● **SÉRIE D'EXERCICES**
1) Répondez aux questions suivantes à partir du texte consacré à Gérald Gorridge :
(a) À quel âge Gérald Gorridge est-il décédé ?
(b) En quelle année a-t-il mis en place une formation en bande dessinée à Hanoi ?
(c) Combien de temps a duré sa collaboration à la revue Carnets du Viêt Nam ?
2) Relevez toutes les personnes désignées par leur nom dans le texte consacré à Gérald Gorridge.
3) Poursuivez le texte consacré à Gérald Gorridge à partir de sa dernière phrase.

● **TEXTE FOURNI**
┏━━

« Ma Xo Ha Nôi » ne hantera plus les ruelles de la capitale

« Ma Xó Hà Nội » – le fantôme des coins de Hanoi, ne hantera plus les ruelles de la capitale. Gérald Gorridge est décédé brutalement le 10 mars d’un AVC, à l’âge de 60 ans.

Il enseignait la bande dessinée à l’École Supérieure de l’Image d’Angoulême. Il avait débuté dans Métal hurlantavec Olycka la dame de Lettonie, avec F. Subercaze. En 1999, il fut le premier à mettre en place une formation en bande dessinée, à Hanoi, destiné aux étudiants des deux Écoles d’art et aux jeunes illustrateurs professionnels. Il met alors au point, avec les artistes locaux, issus des écoles d’art, cinq programmes de recherche en travaillant « dans le même esprit que l’école des Beaux-Arts d’Indochine des origines, à savoir un idéal anticolonialiste c’est-à-dire qui ne cherche ni à s’approprier la culture de l’autre ni à  imposer un modèle (franco-belge par exemple) mais qui tente d’inventer de nouveaux procédés de nouvelles façons de travailler, des styles inédits in situ[1] ».

C’est parce qu’il arpentait la ville en tous les sens que les artistes vietnamiens l’avaient affublé de ce surnom de fantôme, qu’il revendiquait fièrement. D’autant plus volontiers qu’il affirmait s’être « réinventé artistiquement » au contact de la ville et de ses habitants.

Sa collaboration à la revue Carnets du Viêt Nam débuta à l’automne 2004 et dura dix ans, jusqu’à l’arrêt du magazine. Nous publiâmes les premières planches de l’album alors inédit Les fantômes de Hanoi[2].  Outre le graphisme, ce qui retint notre attention, et qui devait se confirmer tout au long de ces années c’était ce besoin d’aller au cœur des choses, d’être au plus près de la réalité. Ne commençait-il pas ce dossier spécial Hanoi par ces mots « pour dessiner Ha Noi, il faudrait être capable de reconnaître le changement, à l’écart des monuments connus, à distance des bâtiments officiels. Je préfère flirter avec Hanoi, fille du quotidien, un peu décoiffée, entrer dans le labyrinthe…. » Se méfiant comme de la peste de l’exotisme à deux sous, de la nostalgie ou de la langue de bois, nous ne pouvions que nous entendre. C’est ainsi que naquit « Carte blanche à Gérald Gorridge. » Non seulement il nous entraina dans les recoins de la ville, ou sur ses toits, mais aussi le long du Fleuve rouge où de gigantesques péniches récupèrent le sable du fleuve. Il y avait du Doisneau ou du Willy Ronis chez Gorridge quand il peignait les ouvriers des briqueteries ou des petites aciéries qui parsèment les banlieues ouvrières. Le même respect, dans le dessin de la sieste d’un vendeur de rue ou d’une maraichère qui peine sur sa parcelle sous le pont Long Biên.

┗━━

● **ENREGISTREMENTS FOURNIS**

┏━━

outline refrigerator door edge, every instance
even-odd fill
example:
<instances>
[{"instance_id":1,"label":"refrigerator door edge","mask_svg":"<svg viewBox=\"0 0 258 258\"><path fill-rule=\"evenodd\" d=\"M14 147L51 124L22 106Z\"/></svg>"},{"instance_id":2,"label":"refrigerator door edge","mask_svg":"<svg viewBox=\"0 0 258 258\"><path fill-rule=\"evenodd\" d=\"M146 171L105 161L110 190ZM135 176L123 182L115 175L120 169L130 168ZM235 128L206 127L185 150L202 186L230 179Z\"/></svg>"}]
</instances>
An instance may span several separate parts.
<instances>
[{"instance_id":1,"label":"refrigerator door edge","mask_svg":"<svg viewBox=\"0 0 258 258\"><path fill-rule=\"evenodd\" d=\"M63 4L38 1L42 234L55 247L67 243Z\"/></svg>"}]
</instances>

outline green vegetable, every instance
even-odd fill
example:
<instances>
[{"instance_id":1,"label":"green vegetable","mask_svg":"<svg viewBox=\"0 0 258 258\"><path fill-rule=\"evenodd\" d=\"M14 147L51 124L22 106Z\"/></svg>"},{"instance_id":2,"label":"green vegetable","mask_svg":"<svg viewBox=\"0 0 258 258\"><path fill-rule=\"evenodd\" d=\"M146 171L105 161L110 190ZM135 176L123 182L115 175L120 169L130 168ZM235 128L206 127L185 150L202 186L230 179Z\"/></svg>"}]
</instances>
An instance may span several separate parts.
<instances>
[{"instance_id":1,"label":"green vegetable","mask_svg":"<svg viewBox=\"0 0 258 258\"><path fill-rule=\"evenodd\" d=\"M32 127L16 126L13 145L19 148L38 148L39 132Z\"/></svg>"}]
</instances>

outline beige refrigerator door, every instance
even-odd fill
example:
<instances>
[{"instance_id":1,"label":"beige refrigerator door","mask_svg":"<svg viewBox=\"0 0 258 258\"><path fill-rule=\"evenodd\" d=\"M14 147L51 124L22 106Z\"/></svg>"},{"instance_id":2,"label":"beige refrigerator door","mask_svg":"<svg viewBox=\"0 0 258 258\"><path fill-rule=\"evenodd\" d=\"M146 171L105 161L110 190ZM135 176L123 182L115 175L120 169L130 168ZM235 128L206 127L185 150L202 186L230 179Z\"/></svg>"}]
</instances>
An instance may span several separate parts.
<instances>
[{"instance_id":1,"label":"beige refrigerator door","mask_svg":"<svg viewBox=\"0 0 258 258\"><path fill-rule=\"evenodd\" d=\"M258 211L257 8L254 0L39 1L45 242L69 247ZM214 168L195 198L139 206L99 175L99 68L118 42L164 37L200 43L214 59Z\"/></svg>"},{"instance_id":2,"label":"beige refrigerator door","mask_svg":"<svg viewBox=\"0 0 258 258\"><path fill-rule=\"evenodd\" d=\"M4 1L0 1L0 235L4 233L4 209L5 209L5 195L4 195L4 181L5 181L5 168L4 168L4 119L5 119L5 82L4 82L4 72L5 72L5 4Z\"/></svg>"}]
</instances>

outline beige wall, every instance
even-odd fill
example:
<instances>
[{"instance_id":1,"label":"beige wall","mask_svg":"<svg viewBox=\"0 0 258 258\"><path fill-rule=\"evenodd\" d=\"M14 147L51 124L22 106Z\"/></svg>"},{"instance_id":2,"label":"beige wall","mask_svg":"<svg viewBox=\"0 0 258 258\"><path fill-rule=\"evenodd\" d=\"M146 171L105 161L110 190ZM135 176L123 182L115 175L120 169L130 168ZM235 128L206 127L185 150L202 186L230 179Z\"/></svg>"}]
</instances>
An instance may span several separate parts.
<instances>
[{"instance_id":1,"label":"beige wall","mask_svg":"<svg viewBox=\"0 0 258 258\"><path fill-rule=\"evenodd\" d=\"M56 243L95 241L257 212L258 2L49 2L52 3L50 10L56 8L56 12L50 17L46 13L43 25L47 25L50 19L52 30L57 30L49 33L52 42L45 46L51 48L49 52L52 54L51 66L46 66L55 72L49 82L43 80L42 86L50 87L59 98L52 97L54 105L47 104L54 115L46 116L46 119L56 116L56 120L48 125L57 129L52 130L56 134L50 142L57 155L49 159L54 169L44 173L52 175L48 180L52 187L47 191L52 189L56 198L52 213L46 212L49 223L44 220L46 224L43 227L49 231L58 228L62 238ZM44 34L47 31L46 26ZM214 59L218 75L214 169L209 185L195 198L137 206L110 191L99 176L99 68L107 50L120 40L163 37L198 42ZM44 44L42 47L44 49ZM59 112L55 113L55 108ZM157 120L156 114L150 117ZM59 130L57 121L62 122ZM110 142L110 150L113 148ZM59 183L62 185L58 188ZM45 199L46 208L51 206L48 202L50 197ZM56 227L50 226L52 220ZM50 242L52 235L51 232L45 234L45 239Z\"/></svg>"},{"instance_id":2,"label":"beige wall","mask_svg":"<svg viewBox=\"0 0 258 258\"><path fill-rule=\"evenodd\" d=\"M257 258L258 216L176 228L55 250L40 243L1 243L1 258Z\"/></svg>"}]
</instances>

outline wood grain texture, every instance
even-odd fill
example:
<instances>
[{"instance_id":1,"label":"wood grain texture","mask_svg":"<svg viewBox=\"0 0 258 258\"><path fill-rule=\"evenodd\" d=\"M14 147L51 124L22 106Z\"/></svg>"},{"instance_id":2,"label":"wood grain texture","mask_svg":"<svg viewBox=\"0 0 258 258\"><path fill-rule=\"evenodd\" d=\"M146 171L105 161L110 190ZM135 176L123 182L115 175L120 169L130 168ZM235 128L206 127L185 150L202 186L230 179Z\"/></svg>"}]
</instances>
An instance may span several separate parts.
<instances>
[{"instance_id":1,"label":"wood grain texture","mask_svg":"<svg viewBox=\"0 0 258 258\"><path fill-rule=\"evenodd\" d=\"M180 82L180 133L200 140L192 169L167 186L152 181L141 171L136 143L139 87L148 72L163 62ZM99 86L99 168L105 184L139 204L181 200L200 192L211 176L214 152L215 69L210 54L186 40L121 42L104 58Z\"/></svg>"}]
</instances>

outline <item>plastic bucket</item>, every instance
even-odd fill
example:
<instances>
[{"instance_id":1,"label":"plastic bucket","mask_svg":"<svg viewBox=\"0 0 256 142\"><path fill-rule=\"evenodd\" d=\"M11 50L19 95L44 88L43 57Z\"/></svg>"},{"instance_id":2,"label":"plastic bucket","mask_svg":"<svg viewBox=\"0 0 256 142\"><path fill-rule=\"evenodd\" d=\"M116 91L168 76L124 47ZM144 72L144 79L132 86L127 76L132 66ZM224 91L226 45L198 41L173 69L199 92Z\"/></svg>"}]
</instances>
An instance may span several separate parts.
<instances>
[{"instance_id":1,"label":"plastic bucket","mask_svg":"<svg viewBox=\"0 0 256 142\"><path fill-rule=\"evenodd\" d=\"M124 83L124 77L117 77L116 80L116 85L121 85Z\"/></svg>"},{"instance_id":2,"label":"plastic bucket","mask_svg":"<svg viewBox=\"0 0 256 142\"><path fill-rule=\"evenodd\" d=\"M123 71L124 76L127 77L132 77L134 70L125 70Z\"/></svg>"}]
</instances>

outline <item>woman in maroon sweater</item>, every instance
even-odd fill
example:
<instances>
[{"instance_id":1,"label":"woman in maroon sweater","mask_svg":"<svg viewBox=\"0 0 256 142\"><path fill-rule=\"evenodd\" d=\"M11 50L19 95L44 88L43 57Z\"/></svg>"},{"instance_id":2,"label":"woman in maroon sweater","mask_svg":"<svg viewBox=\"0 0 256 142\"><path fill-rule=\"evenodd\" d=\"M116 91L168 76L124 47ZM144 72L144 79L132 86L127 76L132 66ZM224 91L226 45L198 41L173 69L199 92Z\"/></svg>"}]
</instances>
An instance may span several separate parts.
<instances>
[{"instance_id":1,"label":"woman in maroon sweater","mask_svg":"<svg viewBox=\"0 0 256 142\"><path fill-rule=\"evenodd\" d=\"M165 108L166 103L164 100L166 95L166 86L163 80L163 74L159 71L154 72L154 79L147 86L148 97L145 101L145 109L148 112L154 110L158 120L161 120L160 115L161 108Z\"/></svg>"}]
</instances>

┗━━

● **RÉPONSES**
1)
(a) À 60 ans.
(b) En 1999.
(c) Dix ans.

2) Gérald Gorridge, F. Subercaze, Doisneau, Willy Ronis

3)
Cette passion, partagée, prenait aussi tout son sens  dans la distance même qui le séparait du pays, il s’en expliquait dans les marges d’un dessin des bords de la Charente :

On me dit  » Pourquoi ne vis-tu pas là-bas, tu y vas si souvent ? » mais comment se priver d’ici ? de tout ce qui fait ici ? C’est d’ici que j’ai besoin de là-bas. J’ai besoin de cet écart. Sans cette distance je serais aveugle au spectacle de leurs rues, sourd au tintamarre du capharnaüm … /… Là-bas, comme ici, j’aime les bords là où ont lieu les changements ; rives du Fleuve Rouge comme de la Garonne, berges de la Charente comme de la Rivière des Parfums.

Ce sont ses dessins de Hué, réunis dans l’album  Rivière des parfums que nous avons édité en 2009. Son attachement à la capitale ne l’empêchait nullement de faire des escapades aux alentours de Sapa. D’en ramener d’excellents croquis, témoignages d’une empathie profonde et d’une proximité favorisée par la nature même de son art, moins violent que la photo, et plus propice à la confidence. On ne peut que regretter qu’il n’ait pas eu le temps de dessiner d’autres parties du Viêt Nam, son regard manquera de Hoi An à Saigon.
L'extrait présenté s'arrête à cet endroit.